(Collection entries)
[Start of Attachment]
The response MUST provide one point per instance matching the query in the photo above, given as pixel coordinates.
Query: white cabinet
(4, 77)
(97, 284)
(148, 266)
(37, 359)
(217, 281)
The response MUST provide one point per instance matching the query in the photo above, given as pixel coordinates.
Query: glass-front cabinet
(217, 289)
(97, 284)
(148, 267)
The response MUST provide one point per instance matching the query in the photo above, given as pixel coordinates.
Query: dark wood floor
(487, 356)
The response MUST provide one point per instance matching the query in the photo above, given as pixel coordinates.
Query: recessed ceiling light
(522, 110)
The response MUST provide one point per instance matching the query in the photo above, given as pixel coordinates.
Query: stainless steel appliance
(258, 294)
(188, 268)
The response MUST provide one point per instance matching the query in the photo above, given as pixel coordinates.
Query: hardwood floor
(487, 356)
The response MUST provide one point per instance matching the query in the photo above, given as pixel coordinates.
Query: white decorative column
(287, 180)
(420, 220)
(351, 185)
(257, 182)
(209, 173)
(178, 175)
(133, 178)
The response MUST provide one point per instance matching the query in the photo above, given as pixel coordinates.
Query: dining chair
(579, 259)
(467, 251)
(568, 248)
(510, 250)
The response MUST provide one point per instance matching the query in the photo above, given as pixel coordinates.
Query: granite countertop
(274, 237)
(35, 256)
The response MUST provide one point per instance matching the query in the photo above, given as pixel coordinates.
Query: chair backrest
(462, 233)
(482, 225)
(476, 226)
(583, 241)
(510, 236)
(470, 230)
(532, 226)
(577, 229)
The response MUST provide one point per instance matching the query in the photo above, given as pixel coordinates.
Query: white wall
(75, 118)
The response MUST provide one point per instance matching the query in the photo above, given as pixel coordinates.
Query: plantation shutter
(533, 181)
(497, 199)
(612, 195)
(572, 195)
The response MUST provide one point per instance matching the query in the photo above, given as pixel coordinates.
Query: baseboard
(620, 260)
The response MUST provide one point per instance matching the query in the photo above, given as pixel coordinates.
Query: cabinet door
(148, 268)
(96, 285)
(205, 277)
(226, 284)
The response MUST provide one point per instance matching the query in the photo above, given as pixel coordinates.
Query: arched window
[End of Attachment]
## Aim of the task
Taking the entries above, please repeat each one exactly.

## Response area
The response MUST provide one point per instance matching the query in the photo above, given as pixel coordinates.
Query: white cabinet
(4, 77)
(97, 284)
(148, 266)
(37, 359)
(217, 281)
The response MUST provide one point per instance matching the query in the photo above, given as pixel coordinates.
Query: glass-front cabinet
(217, 289)
(97, 284)
(148, 267)
The response MUST provide one point per instance matching the query in the photo above, given as pixel coordinates.
Query: dark wood floor
(487, 356)
The response MUST provide one point per instance matching the query in the photo above, given as pixel coordinates.
Query: recessed ceiling light
(522, 110)
The response MUST provide one point per instance matching the query in the photo above, given as pixel coordinates.
Query: stainless steel appliance
(258, 294)
(188, 268)
The response MUST provide one point per instance matching the query in the photo above, given as pixel coordinates.
Query: hardwood floor
(487, 356)
The response MUST provide one point per instance matching the query in the photo above, given as pixel coordinates.
Query: white decorative column
(287, 180)
(420, 220)
(351, 185)
(257, 182)
(209, 173)
(178, 175)
(133, 178)
The response MUST provide one point per instance matching the query in the photo above, given as pixel coordinates.
Query: dining chair
(579, 259)
(467, 251)
(568, 248)
(510, 250)
The response MUST provide one point per instance matching the query in the photo above, given as pixel coordinates.
Query: granite countertop
(274, 237)
(35, 256)
The response MUST provide one point per instance matching the query in the photo above, given as pixel coordinates.
Query: chair backrest
(462, 233)
(482, 225)
(476, 226)
(583, 241)
(510, 236)
(470, 230)
(532, 226)
(577, 229)
The response MUST provide one point per instance matching the query in the photo above, given as pixel coordinates.
Query: white wall
(75, 118)
The response MUST provide one point per instance matching the query in the photo above, given as pixel coordinates.
Query: plantation shutter
(533, 181)
(497, 199)
(612, 195)
(572, 195)
The response MUST provide one point per instance matching the query in the photo above, given as pixel coordinates.
Query: baseboard
(620, 260)
The response MUST provide one point per instance matching the query in the photo above, given as pixel coordinates.
Query: cabinet door
(148, 268)
(96, 285)
(205, 277)
(226, 284)
The response MUST provide one point per instance matching the query in the photo above, given as pixel coordinates.
Query: arched window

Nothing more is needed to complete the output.